Work request » "# each point looks like point(637, 1241)" appears in one line; retype that line and all lines following it through the end of the records, with nothing left out or added.

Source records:
▬▬▬

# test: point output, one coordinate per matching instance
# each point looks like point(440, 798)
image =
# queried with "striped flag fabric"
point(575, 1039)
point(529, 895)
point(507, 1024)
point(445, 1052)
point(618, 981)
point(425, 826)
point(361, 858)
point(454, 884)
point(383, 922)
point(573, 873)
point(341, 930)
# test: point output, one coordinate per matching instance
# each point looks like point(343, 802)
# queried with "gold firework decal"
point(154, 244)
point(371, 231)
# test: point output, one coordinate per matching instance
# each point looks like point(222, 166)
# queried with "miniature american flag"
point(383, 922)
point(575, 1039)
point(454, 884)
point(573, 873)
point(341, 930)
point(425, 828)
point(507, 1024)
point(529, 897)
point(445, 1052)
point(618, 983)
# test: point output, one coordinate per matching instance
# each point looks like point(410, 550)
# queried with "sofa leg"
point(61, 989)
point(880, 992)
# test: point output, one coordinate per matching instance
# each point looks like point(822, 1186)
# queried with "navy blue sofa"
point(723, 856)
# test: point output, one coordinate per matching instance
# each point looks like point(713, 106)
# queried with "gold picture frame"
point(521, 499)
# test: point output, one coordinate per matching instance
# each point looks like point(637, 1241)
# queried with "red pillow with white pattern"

▬▬▬

Written response »
# each point looks like point(637, 1241)
# queried with "red pillow with white pattern"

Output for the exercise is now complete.